→ Problem statement: Your task is to output the entries below word for word.

→ Saved data entries:
--------

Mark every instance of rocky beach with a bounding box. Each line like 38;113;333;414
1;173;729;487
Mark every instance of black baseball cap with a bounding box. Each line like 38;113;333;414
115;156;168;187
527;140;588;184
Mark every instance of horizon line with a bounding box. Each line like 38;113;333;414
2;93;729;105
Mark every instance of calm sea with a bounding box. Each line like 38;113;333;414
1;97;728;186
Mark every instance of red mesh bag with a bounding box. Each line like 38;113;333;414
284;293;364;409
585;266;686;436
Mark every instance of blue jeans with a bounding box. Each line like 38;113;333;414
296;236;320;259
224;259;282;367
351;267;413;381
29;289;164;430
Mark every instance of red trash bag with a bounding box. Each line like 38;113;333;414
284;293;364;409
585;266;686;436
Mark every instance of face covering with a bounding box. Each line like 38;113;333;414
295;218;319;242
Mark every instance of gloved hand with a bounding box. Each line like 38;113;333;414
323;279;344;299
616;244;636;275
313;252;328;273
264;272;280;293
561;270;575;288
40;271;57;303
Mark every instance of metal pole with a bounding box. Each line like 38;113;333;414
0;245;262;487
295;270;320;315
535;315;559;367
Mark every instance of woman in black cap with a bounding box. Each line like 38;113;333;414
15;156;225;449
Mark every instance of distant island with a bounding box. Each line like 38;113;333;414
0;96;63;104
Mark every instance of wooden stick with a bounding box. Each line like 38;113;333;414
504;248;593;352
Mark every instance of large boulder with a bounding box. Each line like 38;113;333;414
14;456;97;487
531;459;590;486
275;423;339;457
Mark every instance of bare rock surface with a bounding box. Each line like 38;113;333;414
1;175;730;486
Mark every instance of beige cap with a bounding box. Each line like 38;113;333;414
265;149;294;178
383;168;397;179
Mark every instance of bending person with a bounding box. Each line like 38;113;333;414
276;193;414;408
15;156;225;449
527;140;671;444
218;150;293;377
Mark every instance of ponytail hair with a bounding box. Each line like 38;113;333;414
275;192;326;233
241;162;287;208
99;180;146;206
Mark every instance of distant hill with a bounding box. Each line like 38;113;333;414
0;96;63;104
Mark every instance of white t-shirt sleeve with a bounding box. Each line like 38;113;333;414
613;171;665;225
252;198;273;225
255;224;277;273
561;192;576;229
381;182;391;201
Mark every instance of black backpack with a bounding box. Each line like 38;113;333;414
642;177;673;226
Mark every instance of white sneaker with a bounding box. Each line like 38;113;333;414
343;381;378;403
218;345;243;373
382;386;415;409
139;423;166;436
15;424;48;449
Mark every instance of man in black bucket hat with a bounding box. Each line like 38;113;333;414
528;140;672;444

--------

→ Your solution:
Mark every instance of rocky beach with a bounding box. Each line like 38;113;333;414
1;173;729;487
Mark every instance of black baseball cap with a bounding box. Each line like 38;113;333;414
115;156;168;187
527;140;588;184
Mark every instance of horizon line with a bounding box. Each line like 38;113;333;414
2;93;729;105
Mark every instance of calm sea with a bounding box. Each line like 38;113;333;414
1;97;728;186
Mark every instance of red mesh bag with a bounding box. Each line like 38;113;333;414
284;293;364;409
585;266;686;436
Mark every instance of blue jeans with a bounding box. Each line like 38;113;333;414
296;236;320;259
224;259;282;367
351;267;413;381
29;289;164;430
Mark every instance of red trash bag with a bounding box. Each line like 38;113;333;414
284;293;364;409
585;266;686;436
Mark every instance of face covering with a bounding box. Each line like 38;113;333;414
295;218;319;242
Mark every instance of gloved hand with a bounding box. Each line like 38;113;333;414
323;279;344;299
616;244;636;275
313;252;328;273
264;272;280;293
561;270;575;288
40;271;57;303
Mark every instance of metal pole with a bounding box. Each line like 38;113;333;414
0;245;262;487
295;270;320;315
535;315;559;367
Mark every instance of woman in black cap with a bounding box. Each line like 38;113;333;414
15;156;225;449
Mark every instance of distant island with a bounding box. Each line like 38;113;333;414
0;96;63;104
Mark every instance of wooden stick with a bounding box. Each line like 38;113;333;414
504;248;593;352
Mark every instance of large boulder with a bounding box. Each line like 38;113;333;414
14;456;97;487
531;459;590;486
275;423;339;457
Mark every instance of bare rock surface with a bounding box. Each line like 38;113;333;414
1;175;730;486
Mark every instance of beige cap with a bounding box. Each line like 38;113;333;414
265;149;294;178
383;168;397;179
Mark every instance of bending person with a bounding box. Each line like 38;113;333;414
276;193;414;408
15;156;225;449
527;140;671;444
218;150;293;377
Mark every instance of ponytail hair with a bounding box. Each line like 38;113;333;414
275;192;326;233
241;162;287;208
99;180;146;206
Mark every instance of distant hill with a bounding box. Each line like 38;113;333;414
0;96;63;104
Mark every instance of white t-shirt sleeve with a bounding box. Each line like 38;113;333;414
613;171;665;225
252;198;273;225
255;224;277;273
561;192;576;229
381;182;391;201
Mark every instance of black backpack with a bounding box. Each line like 38;113;333;414
642;177;673;226
Mark every instance of white sneaker with a bounding box. Each line like 38;113;333;414
343;381;378;403
218;345;243;373
382;386;415;409
139;423;166;436
15;424;48;449
Mark every instance of man in black bucket hat with a bounding box. Each line like 38;113;333;414
528;140;672;444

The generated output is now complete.